| EXERCISE TASK |
Rewrite only the lines from the one containing "locate_in_image(man's ear)" up to and including the one containing "(164, 41), (318, 151)". Keep every line, and multiply each coordinate in the answers by 2.5, rounding to whole numbers with halves rounded up, while all other numbers stay as they are.
--- start ENTRIES ---
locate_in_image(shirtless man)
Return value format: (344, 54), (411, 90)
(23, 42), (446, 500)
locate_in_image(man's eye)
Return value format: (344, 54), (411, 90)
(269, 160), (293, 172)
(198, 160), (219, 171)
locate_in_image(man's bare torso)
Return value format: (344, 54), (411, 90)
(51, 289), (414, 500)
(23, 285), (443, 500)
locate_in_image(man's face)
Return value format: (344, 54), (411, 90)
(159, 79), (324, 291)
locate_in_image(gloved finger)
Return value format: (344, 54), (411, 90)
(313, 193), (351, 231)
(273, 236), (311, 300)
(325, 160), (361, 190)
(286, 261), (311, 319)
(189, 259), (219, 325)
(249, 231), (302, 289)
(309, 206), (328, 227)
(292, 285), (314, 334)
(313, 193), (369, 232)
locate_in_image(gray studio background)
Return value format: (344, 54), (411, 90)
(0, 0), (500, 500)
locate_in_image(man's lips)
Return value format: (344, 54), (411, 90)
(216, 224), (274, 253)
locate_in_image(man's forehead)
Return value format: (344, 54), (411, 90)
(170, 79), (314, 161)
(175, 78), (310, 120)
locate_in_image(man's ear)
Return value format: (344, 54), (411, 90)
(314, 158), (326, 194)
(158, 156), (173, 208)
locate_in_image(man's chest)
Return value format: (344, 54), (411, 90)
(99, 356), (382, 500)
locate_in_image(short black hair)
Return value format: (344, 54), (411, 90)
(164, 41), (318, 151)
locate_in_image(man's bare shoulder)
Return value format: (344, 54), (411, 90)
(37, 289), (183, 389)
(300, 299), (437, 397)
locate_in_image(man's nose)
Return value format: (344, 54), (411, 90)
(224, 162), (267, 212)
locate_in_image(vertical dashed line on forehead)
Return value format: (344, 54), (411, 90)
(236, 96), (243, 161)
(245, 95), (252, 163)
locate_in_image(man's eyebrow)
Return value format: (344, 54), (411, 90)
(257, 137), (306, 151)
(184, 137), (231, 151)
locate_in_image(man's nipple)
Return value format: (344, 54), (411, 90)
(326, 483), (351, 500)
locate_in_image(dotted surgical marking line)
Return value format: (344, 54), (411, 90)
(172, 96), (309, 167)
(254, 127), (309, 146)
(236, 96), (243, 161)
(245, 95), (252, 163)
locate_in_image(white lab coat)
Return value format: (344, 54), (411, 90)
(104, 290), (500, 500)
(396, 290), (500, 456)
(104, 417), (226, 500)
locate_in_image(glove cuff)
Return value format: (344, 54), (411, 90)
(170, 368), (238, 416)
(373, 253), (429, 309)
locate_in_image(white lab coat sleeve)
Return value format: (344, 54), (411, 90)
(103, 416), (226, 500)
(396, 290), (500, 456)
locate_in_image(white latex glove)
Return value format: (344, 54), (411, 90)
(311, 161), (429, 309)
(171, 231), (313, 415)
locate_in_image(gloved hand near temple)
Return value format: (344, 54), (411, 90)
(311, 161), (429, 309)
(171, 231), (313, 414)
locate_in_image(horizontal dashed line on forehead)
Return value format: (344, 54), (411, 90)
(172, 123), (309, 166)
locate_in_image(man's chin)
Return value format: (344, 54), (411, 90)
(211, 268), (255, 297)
--- end ENTRIES ---
| RESPONSE TO THE EXERCISE |
locate_in_image(man's ear)
Return value format: (344, 54), (411, 90)
(785, 395), (815, 485)
(395, 390), (433, 520)
locate_in_image(man's chest)
Return value format: (344, 54), (411, 90)
(248, 890), (955, 1250)
locate_in_image(short black hair)
Return value format: (344, 54), (411, 90)
(410, 103), (795, 378)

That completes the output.